# [DATA FOR PROCESSING]
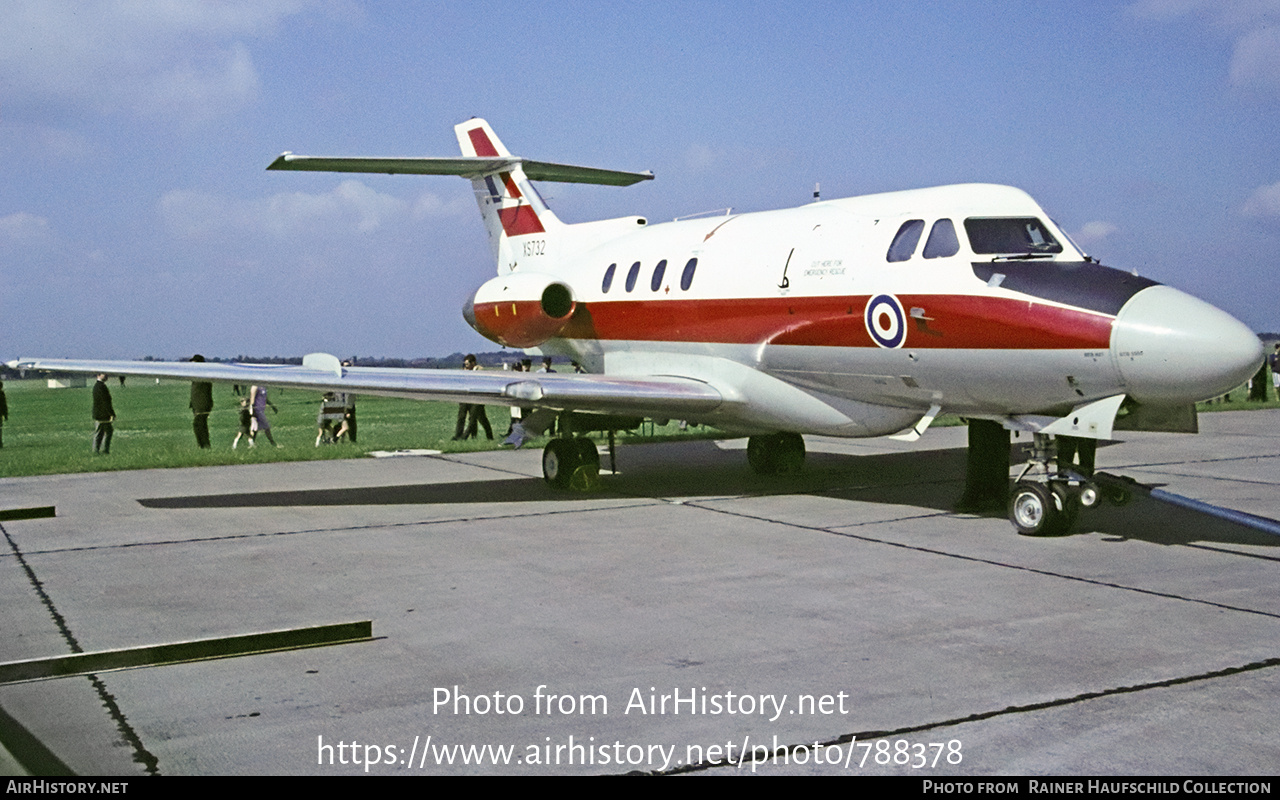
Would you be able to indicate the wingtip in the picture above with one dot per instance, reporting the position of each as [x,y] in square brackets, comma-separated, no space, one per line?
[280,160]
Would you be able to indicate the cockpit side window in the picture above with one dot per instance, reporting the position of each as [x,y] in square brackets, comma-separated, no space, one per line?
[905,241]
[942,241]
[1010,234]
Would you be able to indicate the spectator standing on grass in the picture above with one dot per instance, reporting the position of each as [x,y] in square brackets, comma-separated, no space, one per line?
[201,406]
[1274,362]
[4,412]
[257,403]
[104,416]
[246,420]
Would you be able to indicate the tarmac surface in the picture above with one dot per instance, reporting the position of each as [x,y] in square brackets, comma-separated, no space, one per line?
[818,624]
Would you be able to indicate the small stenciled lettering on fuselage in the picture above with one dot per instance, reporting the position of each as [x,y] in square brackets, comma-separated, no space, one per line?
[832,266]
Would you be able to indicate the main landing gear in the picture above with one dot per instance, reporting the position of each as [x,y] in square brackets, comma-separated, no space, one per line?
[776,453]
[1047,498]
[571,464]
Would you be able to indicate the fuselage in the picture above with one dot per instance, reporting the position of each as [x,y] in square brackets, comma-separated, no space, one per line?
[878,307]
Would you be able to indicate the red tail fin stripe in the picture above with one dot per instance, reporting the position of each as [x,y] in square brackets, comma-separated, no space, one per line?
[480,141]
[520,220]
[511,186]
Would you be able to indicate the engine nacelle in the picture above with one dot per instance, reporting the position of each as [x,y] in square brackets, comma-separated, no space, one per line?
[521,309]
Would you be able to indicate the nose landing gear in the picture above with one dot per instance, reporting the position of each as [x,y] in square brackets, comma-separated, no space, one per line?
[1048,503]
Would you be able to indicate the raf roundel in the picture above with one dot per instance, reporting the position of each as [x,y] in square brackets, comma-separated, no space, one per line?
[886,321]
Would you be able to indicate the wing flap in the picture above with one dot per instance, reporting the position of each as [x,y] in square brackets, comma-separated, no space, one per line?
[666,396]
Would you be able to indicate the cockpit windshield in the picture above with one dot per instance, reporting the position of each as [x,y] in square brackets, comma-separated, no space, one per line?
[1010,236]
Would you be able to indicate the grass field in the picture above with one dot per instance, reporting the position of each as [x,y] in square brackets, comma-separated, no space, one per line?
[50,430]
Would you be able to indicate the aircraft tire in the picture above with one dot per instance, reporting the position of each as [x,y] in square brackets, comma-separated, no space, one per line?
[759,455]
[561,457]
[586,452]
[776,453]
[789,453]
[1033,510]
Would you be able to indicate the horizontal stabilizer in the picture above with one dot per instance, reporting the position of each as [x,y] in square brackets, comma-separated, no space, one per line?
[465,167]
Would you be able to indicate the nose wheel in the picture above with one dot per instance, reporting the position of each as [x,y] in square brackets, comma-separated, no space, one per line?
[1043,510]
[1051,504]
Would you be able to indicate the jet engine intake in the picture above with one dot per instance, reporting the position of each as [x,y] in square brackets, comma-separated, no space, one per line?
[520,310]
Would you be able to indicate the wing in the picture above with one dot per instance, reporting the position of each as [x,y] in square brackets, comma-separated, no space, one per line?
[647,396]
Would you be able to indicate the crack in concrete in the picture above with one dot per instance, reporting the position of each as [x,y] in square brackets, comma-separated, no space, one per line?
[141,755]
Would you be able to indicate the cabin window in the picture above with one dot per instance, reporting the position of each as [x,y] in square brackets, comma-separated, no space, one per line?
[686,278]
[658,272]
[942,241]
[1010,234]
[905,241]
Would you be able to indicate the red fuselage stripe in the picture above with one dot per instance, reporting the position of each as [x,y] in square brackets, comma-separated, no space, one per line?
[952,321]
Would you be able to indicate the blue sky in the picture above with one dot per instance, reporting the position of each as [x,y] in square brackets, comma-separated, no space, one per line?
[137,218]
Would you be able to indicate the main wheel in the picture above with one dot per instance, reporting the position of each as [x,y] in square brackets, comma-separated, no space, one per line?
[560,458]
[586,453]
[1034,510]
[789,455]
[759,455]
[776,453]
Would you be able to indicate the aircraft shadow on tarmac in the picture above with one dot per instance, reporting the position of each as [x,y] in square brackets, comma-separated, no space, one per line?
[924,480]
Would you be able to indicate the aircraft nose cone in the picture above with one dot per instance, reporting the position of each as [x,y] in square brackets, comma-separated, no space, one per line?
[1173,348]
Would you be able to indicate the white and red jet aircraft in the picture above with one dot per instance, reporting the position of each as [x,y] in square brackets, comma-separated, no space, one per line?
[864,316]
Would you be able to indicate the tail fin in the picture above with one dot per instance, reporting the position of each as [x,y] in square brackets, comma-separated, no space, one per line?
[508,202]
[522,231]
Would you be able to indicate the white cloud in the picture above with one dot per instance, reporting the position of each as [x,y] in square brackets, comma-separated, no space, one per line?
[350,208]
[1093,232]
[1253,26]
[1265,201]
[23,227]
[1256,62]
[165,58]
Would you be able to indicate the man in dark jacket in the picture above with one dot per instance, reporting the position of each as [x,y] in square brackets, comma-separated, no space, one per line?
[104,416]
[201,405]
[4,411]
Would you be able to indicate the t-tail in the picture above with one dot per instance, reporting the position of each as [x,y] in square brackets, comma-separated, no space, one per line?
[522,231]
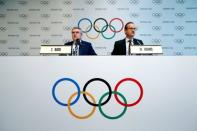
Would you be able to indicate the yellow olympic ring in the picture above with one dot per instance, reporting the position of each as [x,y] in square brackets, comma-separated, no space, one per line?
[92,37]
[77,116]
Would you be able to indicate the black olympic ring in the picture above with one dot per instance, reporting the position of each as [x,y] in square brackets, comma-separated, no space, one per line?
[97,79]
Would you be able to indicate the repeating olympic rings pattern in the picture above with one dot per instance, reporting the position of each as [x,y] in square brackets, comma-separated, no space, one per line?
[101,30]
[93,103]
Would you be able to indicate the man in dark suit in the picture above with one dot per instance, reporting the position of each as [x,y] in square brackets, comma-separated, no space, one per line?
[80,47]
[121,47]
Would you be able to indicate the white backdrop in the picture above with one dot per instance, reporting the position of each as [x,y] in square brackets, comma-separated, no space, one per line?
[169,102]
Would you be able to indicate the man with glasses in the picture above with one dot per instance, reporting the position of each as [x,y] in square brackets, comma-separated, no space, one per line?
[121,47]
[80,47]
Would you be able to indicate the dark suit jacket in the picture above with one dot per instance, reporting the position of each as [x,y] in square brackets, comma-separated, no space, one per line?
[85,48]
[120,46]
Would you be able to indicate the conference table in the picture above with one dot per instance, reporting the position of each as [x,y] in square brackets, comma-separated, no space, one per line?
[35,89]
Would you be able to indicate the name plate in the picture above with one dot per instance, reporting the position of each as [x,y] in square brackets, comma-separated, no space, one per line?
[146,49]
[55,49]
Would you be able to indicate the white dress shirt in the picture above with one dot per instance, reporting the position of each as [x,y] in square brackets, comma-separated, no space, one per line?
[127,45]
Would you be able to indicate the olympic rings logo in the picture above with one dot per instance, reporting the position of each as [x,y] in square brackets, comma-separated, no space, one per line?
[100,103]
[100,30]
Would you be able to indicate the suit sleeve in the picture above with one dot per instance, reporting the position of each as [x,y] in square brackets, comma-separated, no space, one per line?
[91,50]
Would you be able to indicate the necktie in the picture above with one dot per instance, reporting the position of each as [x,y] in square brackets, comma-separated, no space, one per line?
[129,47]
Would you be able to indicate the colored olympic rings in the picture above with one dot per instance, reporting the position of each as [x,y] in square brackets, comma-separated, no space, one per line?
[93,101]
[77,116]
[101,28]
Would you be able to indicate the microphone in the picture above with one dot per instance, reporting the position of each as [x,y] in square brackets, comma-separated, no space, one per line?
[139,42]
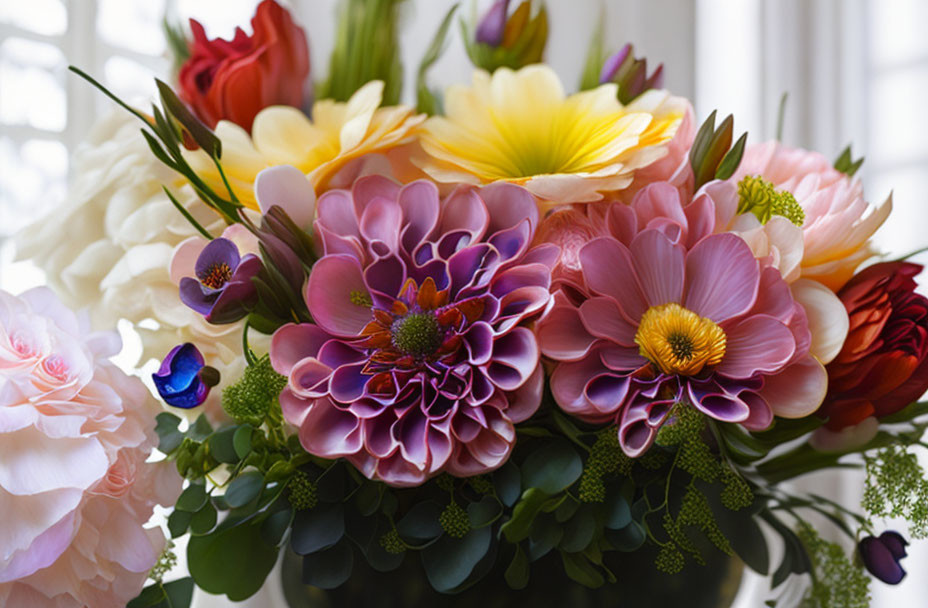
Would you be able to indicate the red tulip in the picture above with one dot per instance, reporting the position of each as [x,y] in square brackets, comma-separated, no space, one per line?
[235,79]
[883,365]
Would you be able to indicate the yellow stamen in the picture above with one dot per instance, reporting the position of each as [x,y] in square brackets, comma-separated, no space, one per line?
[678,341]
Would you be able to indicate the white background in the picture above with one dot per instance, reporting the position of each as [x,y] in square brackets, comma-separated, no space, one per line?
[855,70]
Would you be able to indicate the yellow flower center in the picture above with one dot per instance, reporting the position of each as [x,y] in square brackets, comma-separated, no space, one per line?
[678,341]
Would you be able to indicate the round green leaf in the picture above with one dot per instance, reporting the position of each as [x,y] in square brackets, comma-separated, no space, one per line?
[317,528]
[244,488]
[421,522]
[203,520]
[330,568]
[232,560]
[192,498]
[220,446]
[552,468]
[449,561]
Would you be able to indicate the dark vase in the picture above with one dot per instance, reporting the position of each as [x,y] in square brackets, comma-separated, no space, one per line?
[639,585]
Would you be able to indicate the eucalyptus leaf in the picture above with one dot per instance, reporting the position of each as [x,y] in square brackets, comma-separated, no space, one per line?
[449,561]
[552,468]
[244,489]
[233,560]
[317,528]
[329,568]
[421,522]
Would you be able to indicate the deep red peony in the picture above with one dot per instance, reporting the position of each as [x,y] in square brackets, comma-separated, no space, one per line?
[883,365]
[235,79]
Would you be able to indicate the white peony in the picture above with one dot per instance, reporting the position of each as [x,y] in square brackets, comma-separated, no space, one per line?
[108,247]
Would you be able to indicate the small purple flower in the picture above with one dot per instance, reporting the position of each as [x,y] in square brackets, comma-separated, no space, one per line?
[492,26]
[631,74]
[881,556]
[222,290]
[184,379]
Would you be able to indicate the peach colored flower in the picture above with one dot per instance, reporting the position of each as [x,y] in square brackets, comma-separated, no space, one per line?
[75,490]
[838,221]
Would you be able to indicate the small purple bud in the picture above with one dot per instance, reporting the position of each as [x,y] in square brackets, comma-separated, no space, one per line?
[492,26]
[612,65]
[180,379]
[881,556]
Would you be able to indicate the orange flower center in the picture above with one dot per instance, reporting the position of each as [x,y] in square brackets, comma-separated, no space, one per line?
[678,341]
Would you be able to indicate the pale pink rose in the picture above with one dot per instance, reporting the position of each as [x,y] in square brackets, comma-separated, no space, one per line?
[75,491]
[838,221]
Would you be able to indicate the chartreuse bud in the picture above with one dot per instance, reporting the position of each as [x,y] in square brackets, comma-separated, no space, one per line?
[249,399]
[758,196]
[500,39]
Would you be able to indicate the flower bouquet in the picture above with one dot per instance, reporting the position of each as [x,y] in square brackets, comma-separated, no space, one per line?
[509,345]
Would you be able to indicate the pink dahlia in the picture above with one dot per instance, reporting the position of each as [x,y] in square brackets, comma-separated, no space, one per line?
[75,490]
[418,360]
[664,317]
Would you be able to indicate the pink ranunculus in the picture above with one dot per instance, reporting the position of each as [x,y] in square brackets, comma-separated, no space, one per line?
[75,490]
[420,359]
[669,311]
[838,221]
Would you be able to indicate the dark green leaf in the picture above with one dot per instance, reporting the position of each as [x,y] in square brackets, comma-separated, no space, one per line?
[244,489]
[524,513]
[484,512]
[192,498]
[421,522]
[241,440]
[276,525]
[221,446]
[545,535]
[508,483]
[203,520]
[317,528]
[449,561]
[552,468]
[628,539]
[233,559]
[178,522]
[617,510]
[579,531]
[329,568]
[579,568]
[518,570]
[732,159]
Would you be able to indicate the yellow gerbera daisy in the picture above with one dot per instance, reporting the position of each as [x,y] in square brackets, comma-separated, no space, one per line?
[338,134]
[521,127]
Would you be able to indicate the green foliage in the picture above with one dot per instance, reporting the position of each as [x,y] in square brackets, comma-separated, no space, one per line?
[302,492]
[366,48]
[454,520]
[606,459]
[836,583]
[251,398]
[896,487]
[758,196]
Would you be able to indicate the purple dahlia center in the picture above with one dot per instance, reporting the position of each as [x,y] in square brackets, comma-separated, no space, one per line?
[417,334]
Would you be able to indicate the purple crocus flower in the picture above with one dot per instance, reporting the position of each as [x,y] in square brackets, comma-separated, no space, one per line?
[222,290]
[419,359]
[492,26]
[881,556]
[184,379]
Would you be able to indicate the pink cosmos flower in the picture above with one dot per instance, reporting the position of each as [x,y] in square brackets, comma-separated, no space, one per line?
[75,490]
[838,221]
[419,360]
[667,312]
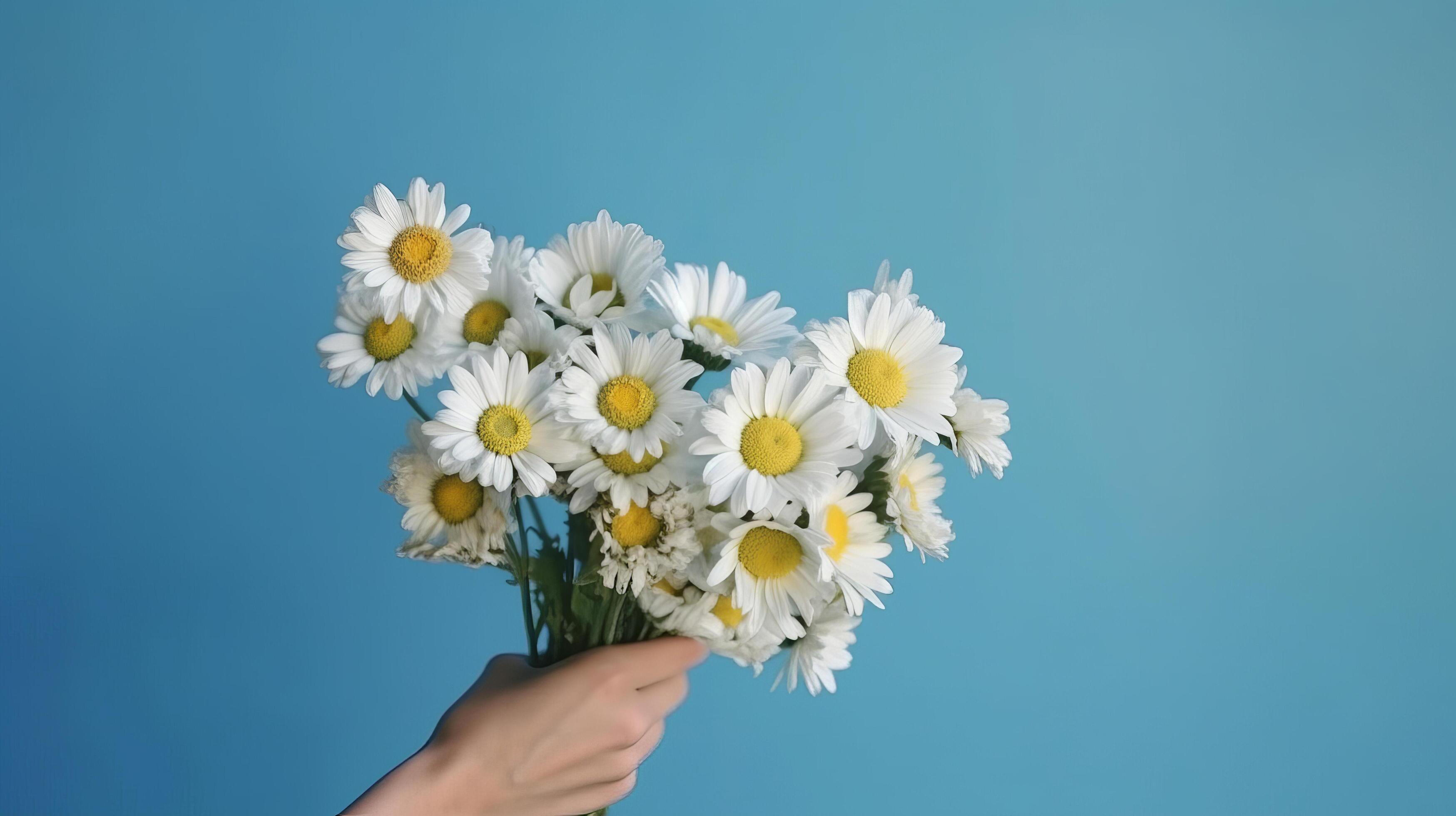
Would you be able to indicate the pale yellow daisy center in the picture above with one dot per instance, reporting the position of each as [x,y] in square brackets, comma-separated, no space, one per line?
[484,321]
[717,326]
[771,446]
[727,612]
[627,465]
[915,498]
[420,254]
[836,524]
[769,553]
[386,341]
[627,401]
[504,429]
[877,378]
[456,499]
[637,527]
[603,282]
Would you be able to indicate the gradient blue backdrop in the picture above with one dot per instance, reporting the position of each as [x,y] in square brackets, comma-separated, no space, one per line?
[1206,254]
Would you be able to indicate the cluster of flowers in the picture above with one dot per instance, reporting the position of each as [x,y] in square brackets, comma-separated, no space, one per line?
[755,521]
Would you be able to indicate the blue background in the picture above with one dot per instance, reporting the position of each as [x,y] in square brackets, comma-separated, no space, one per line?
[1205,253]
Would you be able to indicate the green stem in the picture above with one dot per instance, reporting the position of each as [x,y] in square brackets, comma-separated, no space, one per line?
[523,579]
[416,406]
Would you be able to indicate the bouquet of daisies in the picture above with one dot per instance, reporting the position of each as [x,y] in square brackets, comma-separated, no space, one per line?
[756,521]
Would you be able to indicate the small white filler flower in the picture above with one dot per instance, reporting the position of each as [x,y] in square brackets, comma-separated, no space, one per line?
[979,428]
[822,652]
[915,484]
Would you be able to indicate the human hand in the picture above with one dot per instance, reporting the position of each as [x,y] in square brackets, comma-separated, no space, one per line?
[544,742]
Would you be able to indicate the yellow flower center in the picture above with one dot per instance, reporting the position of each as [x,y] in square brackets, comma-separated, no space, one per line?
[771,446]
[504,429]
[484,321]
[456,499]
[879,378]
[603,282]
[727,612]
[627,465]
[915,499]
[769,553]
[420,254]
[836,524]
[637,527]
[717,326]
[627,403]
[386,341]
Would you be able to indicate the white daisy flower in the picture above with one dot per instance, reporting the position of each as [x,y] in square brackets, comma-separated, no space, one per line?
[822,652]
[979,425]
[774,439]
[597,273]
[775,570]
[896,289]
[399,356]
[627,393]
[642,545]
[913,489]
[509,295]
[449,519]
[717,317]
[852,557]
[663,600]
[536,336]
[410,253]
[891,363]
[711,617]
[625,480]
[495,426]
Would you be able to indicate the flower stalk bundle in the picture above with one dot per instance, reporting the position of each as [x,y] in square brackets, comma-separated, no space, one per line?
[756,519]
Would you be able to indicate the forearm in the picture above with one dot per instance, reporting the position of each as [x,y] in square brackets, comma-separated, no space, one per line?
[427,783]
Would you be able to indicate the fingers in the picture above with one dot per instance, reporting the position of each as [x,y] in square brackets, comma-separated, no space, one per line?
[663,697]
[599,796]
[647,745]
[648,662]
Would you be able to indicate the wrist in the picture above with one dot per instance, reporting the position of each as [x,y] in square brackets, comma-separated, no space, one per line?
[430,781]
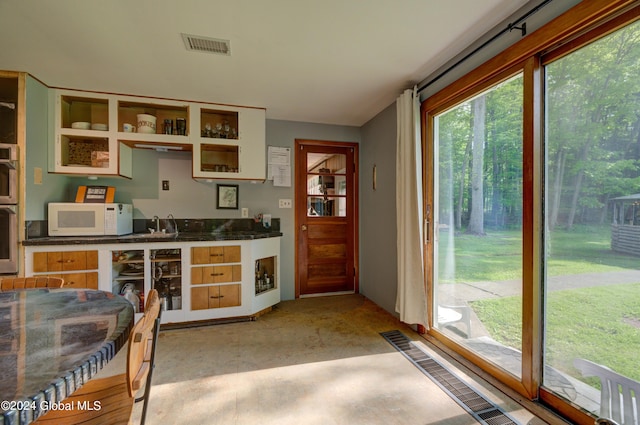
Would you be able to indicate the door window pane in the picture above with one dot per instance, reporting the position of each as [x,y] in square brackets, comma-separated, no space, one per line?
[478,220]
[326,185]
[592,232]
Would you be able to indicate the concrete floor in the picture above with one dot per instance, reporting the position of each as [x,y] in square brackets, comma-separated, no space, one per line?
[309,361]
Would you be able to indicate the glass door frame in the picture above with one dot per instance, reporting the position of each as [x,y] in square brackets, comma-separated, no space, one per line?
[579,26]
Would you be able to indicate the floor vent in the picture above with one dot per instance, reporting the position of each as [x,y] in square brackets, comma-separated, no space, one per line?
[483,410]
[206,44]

# [EXERCISE OBJECTIVE]
Please reproduce nothing but the lines from the one containing "Would you be able to indicate the forearm" through the closing line of the listing, retyped word for word, pictures excluded.

# [EXPECTED OUTPUT]
Would you be able to indicate the forearm in the picture above with one dot per instance, reporting the position of each as [x,y] in square brackets, comma-separated, no space, one per line?
[427,783]
Would you be able to indicate the fingers in the picture above with one dot per instance, reporting the position of each as [x,y] in square brackets, comma-separated, no space, one per line?
[663,697]
[599,796]
[647,745]
[648,662]
Would you be able to indicate the wrist in the picture above with one dot per instance, reporting the position of each as [x,y] in square brackets, comma-separated, no space, one per line?
[430,781]
Would you be able to indicate the door window pane in the picture above with one dot per instance, reporting the position of each as [x,y] in square brackets, comma-separated, no space, one per line?
[478,220]
[326,185]
[592,232]
Would you be able to indicate the concrete floor in the picture above with one dot per instance, reporting the position of each as [x,y] in square brackets, comma-separated, no space, one per line?
[309,361]
Would you be able to indicate the glass door frame in the picture above with one dot per instance, reporting the position of each as [x,y] in square brackets, comma-separated, no space, one per line?
[579,26]
Would you be able to indicate the floor vent in the picture above with one dot per instance, reporting the position of each as [x,y] in square brackets, comma-separated, no space, one per line?
[483,410]
[206,44]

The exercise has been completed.